## EXERCISE INSTRUCTIONS
Write every line of the material out exactly as shown.

Records from a dataset

────────────────────────────────────────

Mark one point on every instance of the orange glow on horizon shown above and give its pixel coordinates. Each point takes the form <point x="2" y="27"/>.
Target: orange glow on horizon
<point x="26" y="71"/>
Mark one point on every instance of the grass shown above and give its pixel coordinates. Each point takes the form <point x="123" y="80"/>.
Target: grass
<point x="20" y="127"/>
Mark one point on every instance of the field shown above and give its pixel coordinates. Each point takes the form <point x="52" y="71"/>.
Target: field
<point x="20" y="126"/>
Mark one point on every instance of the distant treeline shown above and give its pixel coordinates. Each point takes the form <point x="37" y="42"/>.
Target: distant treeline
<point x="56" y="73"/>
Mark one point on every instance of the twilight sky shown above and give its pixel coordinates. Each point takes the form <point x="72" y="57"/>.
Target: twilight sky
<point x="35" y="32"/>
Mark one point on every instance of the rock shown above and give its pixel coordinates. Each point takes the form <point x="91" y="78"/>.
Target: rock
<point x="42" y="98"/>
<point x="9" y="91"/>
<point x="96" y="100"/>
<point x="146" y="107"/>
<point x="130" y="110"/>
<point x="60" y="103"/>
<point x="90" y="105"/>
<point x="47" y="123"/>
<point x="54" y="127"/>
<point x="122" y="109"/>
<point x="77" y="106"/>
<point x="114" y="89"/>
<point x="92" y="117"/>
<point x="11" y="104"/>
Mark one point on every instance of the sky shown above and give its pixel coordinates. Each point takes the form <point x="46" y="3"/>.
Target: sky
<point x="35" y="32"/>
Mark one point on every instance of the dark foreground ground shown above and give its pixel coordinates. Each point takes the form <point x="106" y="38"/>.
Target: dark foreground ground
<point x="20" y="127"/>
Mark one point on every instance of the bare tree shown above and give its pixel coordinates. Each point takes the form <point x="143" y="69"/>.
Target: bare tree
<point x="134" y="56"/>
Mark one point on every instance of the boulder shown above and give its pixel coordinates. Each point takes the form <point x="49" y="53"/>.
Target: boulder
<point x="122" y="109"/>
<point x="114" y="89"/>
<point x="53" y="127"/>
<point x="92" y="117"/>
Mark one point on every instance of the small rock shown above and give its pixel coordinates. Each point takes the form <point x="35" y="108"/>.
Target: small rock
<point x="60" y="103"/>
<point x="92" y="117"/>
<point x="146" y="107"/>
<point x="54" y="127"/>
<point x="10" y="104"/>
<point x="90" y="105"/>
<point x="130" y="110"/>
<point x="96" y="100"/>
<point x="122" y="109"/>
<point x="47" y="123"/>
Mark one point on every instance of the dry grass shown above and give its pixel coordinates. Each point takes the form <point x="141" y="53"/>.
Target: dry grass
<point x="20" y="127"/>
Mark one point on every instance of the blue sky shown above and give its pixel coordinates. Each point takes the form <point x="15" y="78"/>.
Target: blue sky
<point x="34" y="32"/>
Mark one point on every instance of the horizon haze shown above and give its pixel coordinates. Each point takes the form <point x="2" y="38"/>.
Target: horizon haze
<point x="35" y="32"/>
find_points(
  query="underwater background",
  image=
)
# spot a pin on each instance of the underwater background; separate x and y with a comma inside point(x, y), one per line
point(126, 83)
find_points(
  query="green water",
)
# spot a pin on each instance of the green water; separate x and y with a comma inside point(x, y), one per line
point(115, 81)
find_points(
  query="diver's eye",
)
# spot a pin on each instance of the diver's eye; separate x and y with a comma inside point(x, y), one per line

────────────────────────────────────────

## SOLUTION FOR THIS PROBLEM
Mark one point on every instance of the orange glow on horizon shown above and give its pixel coordinates. Each point takes the form <point x="2" y="27"/>.
Target: orange glow on horizon
<point x="26" y="71"/>
Mark one point on every instance of the grass shown above and give its pixel coordinates. Each point takes the form <point x="123" y="80"/>.
Target: grass
<point x="20" y="127"/>
Mark one point on every instance of the field shown above and give its pixel coordinates. Each point takes the form <point x="52" y="71"/>.
Target: field
<point x="20" y="126"/>
Mark one point on every instance of the distant treeline shown above and give its pixel coordinates. Each point takes the form <point x="37" y="42"/>.
Target: distant treeline
<point x="56" y="73"/>
Mark one point on every instance of the twilight sky shown above and give its pixel coordinates. Each point takes the form <point x="72" y="57"/>.
Target: twilight sky
<point x="35" y="32"/>
Mark one point on every instance of the rock shown above and give its pixel coordinates. Each point takes the form <point x="91" y="78"/>.
Target: rock
<point x="42" y="98"/>
<point x="9" y="91"/>
<point x="96" y="100"/>
<point x="146" y="107"/>
<point x="130" y="110"/>
<point x="60" y="103"/>
<point x="90" y="105"/>
<point x="47" y="123"/>
<point x="54" y="127"/>
<point x="122" y="109"/>
<point x="77" y="106"/>
<point x="114" y="89"/>
<point x="92" y="117"/>
<point x="11" y="104"/>
Mark one point on every instance of the sky shown above and give its pixel coordinates. Each point takes the form <point x="46" y="3"/>.
Target: sky
<point x="35" y="32"/>
Mark one point on every instance of the dark foreground ground shown above and give its pixel coordinates. Each point takes the form <point x="106" y="38"/>.
Target: dark foreground ground
<point x="20" y="127"/>
Mark one point on every instance of the bare tree shown above and give its pixel coordinates. Each point takes the form <point x="143" y="69"/>.
Target: bare tree
<point x="134" y="56"/>
Mark one point on every instance of the boulder shown above and give its pixel coordinates. Each point takes the form <point x="49" y="53"/>.
Target: boulder
<point x="122" y="109"/>
<point x="114" y="89"/>
<point x="53" y="127"/>
<point x="92" y="117"/>
Mark one point on every instance of the small rock shown above and give its pixel coordinates. Each point takes the form <point x="35" y="108"/>.
Target: small rock
<point x="60" y="103"/>
<point x="92" y="117"/>
<point x="146" y="107"/>
<point x="54" y="127"/>
<point x="10" y="104"/>
<point x="90" y="105"/>
<point x="130" y="110"/>
<point x="96" y="100"/>
<point x="122" y="109"/>
<point x="47" y="123"/>
Mark one point on every instance of the dry grass shown above and give its pixel coordinates. Each point takes the form <point x="141" y="53"/>.
Target: dry grass
<point x="20" y="127"/>
Mark one point on every instance of the blue sky shown above and give its pixel coordinates. Each point takes the form <point x="15" y="78"/>.
Target: blue sky
<point x="34" y="32"/>
Mark one point on every instance of the horizon haze shown above and give its pixel coordinates. Each point takes the form <point x="2" y="38"/>.
Target: horizon haze
<point x="35" y="32"/>
find_points(
  query="underwater background",
  image=
)
# spot a pin on each instance of the underwater background; separate x and y with a comma inside point(x, y), one per line
point(126, 83)
find_points(
  query="green water",
)
# spot a pin on each instance of the green water; separate x and y with a comma inside point(x, y), one per line
point(115, 81)
find_points(
  query="diver's eye",
)
# spot a pin on each instance of the diver's eye; separate x and y with a comma inside point(x, y), one per line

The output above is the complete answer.